Recorded data:
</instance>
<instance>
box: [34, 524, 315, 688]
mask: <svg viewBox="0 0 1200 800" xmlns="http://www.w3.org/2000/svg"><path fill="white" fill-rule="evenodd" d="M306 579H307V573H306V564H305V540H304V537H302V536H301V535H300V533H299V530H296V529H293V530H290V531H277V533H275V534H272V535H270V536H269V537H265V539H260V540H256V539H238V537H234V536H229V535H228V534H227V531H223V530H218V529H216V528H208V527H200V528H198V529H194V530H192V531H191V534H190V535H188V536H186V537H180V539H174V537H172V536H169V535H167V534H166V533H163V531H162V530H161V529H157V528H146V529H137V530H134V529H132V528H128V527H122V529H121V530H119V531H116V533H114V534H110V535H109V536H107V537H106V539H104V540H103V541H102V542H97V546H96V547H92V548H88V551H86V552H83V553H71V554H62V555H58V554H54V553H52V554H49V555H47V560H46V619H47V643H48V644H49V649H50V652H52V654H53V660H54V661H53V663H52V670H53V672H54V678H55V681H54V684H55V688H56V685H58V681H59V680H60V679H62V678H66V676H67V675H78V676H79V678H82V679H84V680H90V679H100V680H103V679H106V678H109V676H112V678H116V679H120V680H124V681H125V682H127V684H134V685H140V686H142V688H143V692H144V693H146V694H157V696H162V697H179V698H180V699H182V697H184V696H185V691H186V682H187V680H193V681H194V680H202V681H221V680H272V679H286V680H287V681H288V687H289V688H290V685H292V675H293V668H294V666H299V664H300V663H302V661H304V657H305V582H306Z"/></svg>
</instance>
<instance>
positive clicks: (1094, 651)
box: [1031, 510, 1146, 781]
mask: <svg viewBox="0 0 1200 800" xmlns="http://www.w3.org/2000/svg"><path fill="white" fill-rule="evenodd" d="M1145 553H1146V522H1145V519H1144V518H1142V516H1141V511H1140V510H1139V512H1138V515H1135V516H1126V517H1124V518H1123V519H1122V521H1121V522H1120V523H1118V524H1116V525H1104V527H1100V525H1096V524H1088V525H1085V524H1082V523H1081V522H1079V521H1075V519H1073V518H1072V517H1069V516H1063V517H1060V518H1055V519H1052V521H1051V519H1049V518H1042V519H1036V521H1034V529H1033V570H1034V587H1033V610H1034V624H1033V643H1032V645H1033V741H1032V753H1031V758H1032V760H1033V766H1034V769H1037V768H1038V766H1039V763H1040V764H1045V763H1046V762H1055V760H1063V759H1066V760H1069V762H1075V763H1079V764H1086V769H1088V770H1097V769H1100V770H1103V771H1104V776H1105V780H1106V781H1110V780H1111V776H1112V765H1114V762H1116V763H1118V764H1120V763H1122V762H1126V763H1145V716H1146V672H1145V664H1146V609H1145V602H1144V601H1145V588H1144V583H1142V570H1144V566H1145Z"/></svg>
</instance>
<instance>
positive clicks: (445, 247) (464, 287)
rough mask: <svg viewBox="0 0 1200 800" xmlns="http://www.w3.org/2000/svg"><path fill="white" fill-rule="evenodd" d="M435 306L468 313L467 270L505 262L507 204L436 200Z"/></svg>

Activity:
Please count the lines of the records above that contain the string "positive", and give only that number.

Exercise result:
2